• Your instructions
Pictures are to be left out, and every entry repeated exactly.

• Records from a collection
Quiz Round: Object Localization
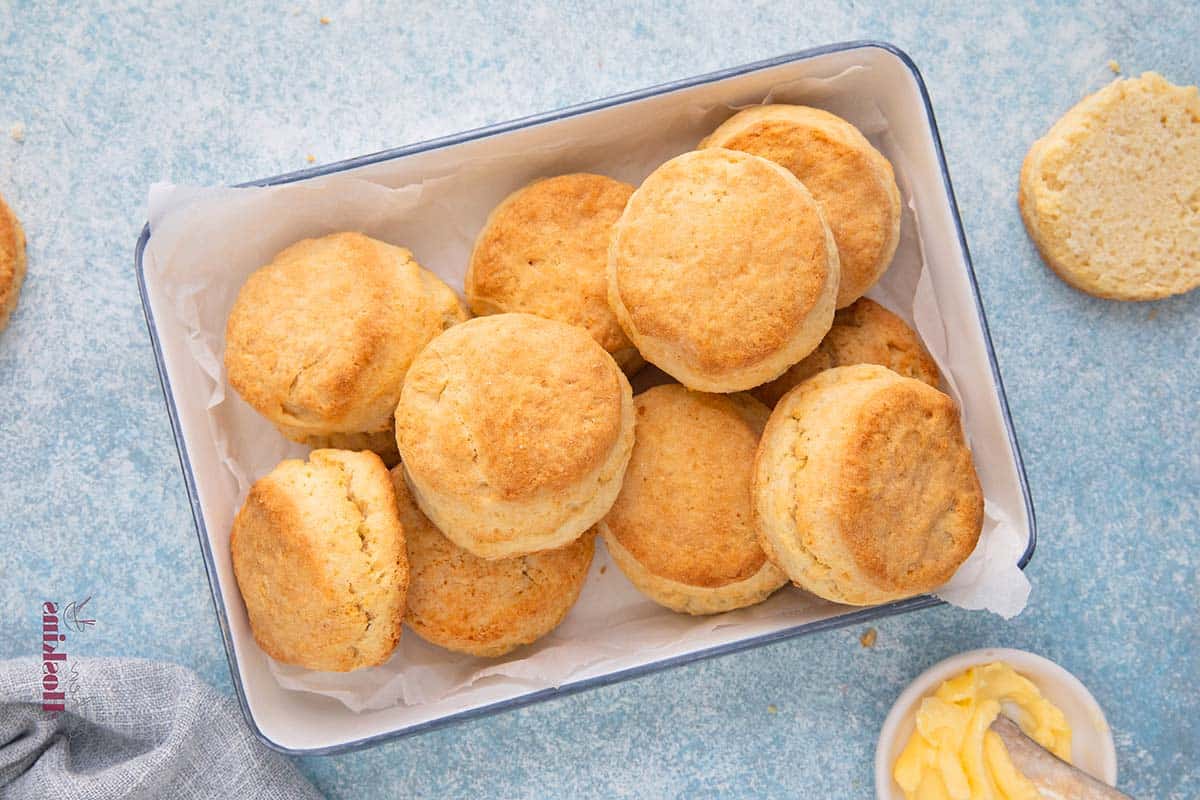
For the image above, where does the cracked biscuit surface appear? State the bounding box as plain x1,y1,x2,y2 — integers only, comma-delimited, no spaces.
395,313,635,559
607,148,839,392
224,232,468,462
391,468,593,657
752,364,982,606
599,385,788,615
231,449,408,672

• Answer to this task
Quiz Round: Object Localization
For the image above, where does the cracked biscuit surface appear? State the bounding box as plain x1,y1,x2,y2 — integers only, comma-delimited, no spaces.
395,313,635,559
607,148,839,392
224,232,468,462
391,468,593,657
752,364,982,606
599,385,788,615
231,449,408,672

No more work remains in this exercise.